- **Page**:

We separate things according to gender, designating the tree as masculine and the plant as feminine. What arbitrary assignments ! How far this oversteps the canons of certainty !

We believe that we know something about the things themselves when we speak of trees, colors, snow and flowers; and yet we posses nothing but metaphors for things - metaphors which correspond in no way to the original entities.

Every word instantly becomes a concept precisely insofar as it is not supposed to serve as a reminder of the unique and entirely individual original experience to which it owes its origin; but rather, a word becomes a concept insofar as it simultaneously has to fit countless more or less similar cases.

Just as it certain that one leaf is never totally the same as another, so it is certain that the concept "leaf" is formed by arbitrarily discarding these individual differences and by forgetting the distinguishing aspects. This awakens the idea that, in addition to the leaves, there exists in nature the "leaf": the original model according to which all the leaves were perhaps woven, sketched, measured, colored, curled and painted - but by incompetent hands, so that no specimen has turned out to be a correct, trustworthy, and faithful likeness of the original model.

We obtain the concept, as we do the for, by overlooking what is individual and actual.

What then is truth ? A movable host of metaphors, metonymies and antropomorphisms. [...] Truths are illusions which we have forgotten are illusions - they are metaphors that have become worn out and have been drained of sensuous force, coins which have lost their embossing and are now considered as metal and no longer as coins.

To be truthful means to employ the usual metaphors, [...] the duty to lie according to a fixed convention, to lie with the herd and in a manner binding upon everyone. [...] Thus man lies in the manner indicated, unconsciously and in accordance with habits which are centuries' old.

The venerability, reliability, and utility of truth is something which a person demonstrates for himself from the contrast with the liar.

- **Directives**:
1) Do these statements agree with the passage on truth and metaphor? Answer yes or no for each and quote the words that decide it. (a) The tree is designated as feminine. (b) One leaf is never totally the same as another. (c) Truths are likened to coins that have lost their embossing.
2) Copy the passage on truth and metaphor word for word, starting at "We obtain the" and ending at "are centuries' old.".
3) Which verbs does the passage on truth and metaphor use for the ways all the leaves were perhaps made according to the original model? List every one.

- **Material shown**:
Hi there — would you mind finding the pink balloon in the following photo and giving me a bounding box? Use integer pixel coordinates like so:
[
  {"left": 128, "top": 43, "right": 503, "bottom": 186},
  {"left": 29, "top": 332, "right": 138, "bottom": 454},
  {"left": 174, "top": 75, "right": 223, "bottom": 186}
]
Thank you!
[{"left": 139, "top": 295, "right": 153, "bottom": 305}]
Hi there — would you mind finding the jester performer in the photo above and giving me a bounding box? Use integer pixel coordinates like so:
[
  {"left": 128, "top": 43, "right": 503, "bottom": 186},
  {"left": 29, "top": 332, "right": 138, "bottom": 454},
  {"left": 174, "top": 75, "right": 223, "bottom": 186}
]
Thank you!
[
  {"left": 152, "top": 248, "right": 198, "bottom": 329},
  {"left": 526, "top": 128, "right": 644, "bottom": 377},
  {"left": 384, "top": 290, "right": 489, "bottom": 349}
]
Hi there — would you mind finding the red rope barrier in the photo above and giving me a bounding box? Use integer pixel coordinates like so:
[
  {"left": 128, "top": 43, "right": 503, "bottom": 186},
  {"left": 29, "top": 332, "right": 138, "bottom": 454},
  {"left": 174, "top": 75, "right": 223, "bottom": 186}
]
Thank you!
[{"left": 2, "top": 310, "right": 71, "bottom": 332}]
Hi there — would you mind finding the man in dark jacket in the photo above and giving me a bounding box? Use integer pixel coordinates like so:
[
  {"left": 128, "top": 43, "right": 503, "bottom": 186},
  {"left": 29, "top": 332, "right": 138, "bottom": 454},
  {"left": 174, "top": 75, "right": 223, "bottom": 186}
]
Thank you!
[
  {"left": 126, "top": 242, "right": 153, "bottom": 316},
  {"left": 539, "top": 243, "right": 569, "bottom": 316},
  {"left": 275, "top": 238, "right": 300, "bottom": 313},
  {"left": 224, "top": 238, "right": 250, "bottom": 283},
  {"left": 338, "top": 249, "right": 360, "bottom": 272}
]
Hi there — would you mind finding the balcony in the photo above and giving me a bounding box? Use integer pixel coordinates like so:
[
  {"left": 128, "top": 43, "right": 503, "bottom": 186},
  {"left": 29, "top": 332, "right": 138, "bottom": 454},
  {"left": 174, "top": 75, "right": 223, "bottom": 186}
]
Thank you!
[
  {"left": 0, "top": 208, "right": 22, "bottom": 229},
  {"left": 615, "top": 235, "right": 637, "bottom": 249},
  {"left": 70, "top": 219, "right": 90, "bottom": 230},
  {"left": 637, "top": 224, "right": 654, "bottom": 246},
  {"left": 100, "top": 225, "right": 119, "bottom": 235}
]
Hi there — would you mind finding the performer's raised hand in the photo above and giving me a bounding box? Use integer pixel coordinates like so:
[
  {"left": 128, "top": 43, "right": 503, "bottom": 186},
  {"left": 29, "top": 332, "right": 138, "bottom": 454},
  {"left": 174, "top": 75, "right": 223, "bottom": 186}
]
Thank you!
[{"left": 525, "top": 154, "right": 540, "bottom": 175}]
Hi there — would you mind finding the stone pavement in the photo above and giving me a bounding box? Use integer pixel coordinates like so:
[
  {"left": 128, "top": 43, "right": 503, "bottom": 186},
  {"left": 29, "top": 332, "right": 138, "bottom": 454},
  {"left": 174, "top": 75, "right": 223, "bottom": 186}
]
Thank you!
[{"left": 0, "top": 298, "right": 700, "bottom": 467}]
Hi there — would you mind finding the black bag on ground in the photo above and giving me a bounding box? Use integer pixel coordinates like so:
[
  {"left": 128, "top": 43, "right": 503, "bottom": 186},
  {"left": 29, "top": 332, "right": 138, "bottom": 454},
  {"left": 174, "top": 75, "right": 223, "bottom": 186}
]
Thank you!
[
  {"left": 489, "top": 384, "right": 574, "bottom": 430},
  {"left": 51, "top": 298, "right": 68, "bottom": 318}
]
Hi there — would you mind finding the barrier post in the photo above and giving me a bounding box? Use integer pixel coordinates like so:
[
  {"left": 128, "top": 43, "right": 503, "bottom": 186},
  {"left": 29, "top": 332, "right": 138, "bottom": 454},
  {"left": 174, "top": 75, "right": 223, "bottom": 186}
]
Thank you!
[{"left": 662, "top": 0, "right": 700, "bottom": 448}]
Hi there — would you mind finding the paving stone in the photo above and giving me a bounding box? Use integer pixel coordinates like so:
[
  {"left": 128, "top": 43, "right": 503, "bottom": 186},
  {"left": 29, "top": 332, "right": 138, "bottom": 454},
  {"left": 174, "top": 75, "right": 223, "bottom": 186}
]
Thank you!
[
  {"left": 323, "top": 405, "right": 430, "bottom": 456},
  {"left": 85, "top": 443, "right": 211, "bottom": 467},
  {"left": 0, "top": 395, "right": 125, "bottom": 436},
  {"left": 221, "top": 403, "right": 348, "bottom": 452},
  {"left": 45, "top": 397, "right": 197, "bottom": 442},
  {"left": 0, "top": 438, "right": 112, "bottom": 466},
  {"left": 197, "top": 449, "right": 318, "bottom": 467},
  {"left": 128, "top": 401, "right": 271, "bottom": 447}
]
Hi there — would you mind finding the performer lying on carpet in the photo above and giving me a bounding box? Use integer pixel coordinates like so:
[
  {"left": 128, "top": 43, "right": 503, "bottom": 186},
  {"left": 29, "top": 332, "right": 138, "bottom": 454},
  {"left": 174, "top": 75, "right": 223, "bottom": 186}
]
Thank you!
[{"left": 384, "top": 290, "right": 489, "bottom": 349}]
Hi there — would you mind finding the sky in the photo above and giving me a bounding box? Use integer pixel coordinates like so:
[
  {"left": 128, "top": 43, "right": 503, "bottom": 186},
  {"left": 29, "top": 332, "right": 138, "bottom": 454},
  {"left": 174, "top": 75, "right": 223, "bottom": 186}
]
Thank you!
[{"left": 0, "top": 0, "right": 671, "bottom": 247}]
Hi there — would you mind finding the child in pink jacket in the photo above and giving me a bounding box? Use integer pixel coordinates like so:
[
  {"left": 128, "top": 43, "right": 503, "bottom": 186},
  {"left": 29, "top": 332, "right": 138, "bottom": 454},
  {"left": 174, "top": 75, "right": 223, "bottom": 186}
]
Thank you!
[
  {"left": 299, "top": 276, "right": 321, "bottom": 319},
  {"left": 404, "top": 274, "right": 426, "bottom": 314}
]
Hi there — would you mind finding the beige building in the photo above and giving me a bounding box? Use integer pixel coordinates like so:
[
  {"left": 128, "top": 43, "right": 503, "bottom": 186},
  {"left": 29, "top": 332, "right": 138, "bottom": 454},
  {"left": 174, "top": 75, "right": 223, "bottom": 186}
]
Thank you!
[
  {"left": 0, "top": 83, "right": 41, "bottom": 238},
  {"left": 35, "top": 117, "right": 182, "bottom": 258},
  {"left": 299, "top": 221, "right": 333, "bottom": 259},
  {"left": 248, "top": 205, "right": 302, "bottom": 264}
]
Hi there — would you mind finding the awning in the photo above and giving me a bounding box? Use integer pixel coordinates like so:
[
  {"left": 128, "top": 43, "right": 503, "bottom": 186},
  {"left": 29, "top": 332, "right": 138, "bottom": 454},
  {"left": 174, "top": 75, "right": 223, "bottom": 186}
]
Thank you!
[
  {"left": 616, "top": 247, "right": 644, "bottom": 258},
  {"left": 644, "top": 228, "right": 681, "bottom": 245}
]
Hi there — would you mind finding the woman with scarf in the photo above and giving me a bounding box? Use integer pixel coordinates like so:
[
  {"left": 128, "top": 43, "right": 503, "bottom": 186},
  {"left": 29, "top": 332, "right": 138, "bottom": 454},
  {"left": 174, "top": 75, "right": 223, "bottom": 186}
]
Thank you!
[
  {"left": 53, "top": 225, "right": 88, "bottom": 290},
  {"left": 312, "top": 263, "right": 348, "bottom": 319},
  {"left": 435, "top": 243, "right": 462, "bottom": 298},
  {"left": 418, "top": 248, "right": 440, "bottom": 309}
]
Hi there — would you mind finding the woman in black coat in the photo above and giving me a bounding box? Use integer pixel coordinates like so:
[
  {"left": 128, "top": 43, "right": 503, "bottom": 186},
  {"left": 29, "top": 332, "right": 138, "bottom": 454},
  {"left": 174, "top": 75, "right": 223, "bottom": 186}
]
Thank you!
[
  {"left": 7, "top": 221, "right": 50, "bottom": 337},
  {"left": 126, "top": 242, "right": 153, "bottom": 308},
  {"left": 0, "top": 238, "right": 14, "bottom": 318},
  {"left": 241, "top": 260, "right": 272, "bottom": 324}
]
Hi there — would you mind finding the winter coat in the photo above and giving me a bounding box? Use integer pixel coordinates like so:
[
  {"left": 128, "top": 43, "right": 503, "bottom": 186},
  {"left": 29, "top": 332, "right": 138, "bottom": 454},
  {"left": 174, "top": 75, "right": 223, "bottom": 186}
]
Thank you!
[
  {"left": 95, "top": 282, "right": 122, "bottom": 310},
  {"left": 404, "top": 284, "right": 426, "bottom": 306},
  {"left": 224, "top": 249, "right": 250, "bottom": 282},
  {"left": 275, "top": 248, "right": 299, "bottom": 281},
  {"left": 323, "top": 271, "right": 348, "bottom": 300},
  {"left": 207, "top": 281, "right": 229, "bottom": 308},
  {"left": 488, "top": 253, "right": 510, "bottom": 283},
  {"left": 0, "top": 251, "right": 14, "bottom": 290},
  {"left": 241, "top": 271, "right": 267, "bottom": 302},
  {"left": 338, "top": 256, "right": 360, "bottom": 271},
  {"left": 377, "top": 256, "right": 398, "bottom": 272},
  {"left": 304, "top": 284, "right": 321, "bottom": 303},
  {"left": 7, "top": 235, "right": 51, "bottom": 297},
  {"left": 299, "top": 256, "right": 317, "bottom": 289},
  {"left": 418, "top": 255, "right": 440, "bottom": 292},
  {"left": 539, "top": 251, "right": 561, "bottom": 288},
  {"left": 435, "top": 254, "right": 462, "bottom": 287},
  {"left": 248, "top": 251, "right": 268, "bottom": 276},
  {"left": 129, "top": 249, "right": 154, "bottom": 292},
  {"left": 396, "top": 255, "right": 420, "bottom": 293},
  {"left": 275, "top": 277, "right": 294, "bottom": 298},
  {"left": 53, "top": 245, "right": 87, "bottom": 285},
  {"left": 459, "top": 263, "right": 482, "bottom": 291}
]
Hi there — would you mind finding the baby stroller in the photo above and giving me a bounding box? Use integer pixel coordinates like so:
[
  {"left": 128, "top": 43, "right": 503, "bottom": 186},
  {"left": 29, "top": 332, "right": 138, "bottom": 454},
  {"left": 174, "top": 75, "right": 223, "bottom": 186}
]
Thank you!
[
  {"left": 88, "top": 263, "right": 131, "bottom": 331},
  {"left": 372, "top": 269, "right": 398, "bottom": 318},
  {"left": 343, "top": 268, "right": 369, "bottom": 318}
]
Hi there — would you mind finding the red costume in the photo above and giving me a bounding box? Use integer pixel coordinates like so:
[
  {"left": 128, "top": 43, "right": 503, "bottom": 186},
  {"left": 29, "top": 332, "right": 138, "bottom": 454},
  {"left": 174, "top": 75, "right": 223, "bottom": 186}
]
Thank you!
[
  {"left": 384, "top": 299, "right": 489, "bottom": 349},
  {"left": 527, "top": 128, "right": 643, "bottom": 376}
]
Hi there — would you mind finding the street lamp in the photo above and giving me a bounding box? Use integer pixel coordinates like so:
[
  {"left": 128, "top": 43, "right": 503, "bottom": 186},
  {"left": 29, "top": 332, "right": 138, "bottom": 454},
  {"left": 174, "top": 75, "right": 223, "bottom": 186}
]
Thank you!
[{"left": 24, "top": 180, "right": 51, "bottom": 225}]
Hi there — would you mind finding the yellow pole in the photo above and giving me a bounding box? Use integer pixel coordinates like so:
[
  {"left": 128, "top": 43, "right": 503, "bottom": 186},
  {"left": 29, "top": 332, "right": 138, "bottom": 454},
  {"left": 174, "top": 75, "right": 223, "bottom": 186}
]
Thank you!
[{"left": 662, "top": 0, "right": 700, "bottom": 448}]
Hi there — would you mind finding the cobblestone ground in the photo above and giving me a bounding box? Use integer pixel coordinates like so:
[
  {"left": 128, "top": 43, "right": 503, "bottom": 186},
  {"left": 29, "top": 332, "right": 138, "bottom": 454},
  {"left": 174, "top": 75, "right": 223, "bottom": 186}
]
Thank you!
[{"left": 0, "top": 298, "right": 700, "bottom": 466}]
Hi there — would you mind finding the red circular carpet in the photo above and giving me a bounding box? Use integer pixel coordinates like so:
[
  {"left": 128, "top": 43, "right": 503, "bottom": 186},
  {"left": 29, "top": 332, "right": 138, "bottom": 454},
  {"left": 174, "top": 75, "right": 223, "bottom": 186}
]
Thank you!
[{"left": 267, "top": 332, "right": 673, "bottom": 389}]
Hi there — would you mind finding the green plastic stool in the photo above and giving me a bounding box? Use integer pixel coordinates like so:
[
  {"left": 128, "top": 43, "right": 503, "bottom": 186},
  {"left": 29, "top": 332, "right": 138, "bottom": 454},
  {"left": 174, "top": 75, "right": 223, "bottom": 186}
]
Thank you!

- **The answers**:
1)
(a) No: "designating the tree as masculine and the plant as feminine"
(b) Yes: "one leaf is never totally the same as another"
(c) Yes: "coins which have lost their embossing"

2)
We obtain the concept, as we do the for, by overlooking what is individual and actual.

What then is truth ? A movable host of metaphors, metonymies and antropomorphisms. [...] Truths are illusions which we have forgotten are illusions - they are metaphors that have become worn out and have been drained of sensuous force, coins which have lost their embossing and are now considered as metal and no longer as coins.

To be truthful means to employ the usual metaphors, [...] the duty to lie according to a fixed convention, to lie with the herd and in a manner binding upon everyone. [...] Thus man lies in the manner indicated, unconsciously and in accordance with habits which are centuries' old.

3) woven, sketched, measured, colored, curled, painted